# general diet questions



## my5wee-ones (Apr 1, 2015)

Hi all. So, I feel like we have been all over the board with feeding. We tried doing homemade diet in the morning and kibble at night, but our girl started refusing her kibble (even with something mixed in). So we started all homemade and loved it for a while, but then she seemed to start getting very picky and refusing much of that. Now we are pretty much on straight kibble with a little something mixed in, we buy the small bag and rotate brands/protien every week (which is how long a small bag lasts us), leaving a fasting day in between bags. she still often refuses her morning meal - if I only feed her at night she eats it all but I heard you should divide up a Vizslas food bc of risk of bloat? BTW our girl is 14 months and I guess my questions are: 

1) Do you feed your dog 1x or 2x a day?
==============================
**TASKS TO CARRY OUT**
A - Repeat the passage from the Vizsla feeding thread word for word, beginning at the words "## my5wee-ones (Apr" and stopping after "or 2x a day?".
B - Carry the Vizsla feeding thread forward, writing the part that follows its final line.

**Entries from a dataset**
==============================
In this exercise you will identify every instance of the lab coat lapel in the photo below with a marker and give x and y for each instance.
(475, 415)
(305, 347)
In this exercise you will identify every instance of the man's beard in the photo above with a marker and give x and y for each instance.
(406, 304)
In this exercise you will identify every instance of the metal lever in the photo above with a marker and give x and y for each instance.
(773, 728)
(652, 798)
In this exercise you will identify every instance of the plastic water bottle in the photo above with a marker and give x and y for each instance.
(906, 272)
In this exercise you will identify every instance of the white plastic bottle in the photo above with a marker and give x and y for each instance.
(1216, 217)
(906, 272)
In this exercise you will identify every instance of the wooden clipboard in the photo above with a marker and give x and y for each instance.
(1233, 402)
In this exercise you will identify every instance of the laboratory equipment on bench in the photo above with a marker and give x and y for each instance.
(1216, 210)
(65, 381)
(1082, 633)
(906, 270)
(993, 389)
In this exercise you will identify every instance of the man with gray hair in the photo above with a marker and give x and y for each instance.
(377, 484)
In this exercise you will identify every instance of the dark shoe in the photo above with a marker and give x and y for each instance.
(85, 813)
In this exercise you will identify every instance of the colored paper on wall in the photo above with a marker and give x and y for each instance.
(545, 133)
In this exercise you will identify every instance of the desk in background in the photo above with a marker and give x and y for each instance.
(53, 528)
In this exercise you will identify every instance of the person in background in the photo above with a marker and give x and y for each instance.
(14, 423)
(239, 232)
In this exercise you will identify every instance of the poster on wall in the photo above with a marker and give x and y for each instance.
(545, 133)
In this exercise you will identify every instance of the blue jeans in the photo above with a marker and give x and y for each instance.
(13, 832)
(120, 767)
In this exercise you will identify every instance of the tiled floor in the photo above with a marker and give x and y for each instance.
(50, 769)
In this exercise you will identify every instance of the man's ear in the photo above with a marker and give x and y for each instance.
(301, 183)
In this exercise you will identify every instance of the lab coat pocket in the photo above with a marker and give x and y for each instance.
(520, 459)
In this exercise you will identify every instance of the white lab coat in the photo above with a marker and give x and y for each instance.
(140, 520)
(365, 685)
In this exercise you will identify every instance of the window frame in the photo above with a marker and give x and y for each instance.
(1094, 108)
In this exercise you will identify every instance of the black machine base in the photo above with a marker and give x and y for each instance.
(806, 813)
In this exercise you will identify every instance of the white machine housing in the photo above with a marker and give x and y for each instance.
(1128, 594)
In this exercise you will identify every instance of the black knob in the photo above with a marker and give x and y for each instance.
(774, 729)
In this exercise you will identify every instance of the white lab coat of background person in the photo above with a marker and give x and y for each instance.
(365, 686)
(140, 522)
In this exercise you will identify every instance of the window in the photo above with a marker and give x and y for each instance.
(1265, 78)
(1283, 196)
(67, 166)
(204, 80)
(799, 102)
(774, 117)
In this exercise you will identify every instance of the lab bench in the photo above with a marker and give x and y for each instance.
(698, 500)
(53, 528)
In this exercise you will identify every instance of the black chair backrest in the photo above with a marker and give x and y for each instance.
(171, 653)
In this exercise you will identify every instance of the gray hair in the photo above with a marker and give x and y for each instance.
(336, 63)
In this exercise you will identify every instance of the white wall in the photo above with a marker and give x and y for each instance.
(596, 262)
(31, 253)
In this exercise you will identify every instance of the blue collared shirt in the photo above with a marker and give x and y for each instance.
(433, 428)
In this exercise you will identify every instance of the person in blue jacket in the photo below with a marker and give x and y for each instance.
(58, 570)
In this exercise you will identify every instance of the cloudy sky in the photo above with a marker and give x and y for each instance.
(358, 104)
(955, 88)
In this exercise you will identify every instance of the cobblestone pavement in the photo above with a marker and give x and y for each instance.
==============================
**ANSWERS FOR THE EXERCISE**
A -
## my5wee-ones (Apr 1, 2015)

Hi all. So, I feel like we have been all over the board with feeding. We tried doing homemade diet in the morning and kibble at night, but our girl started refusing her kibble (even with something mixed in). So we started all homemade and loved it for a while, but then she seemed to start getting very picky and refusing much of that. Now we are pretty much on straight kibble with a little something mixed in, we buy the small bag and rotate brands/protien every week (which is how long a small bag lasts us), leaving a fasting day in between bags. she still often refuses her morning meal - if I only feed her at night she eats it all but I heard you should divide up a Vizslas food bc of risk of bloat? BTW our girl is 14 months and I guess my questions are: 

1) Do you feed your dog 1x or 2x a day?

B -
2) I like rotating the diet - am I doing it the right way? 
3) does anyone home cook and not have problems with fussiness?


----------



## texasred (Jan 29, 2012)

I only feed once a day, and I don't rotate the kibble. 
I do rotate what I add to it. 
Cottage cheese 
Salmon 
Coconut oil


----------



## my5wee-ones (Apr 1, 2015)

Thanks so much Texas Red - I read so much about allergies from feeding dogs the same thing day in and day out - Do you think this a valid concern? i'm really throwing my hands up in the air with this whole feeding thing - I truly have no idea what is the best way to feed. Thanks.


----------



## einspänner (Sep 8, 2012)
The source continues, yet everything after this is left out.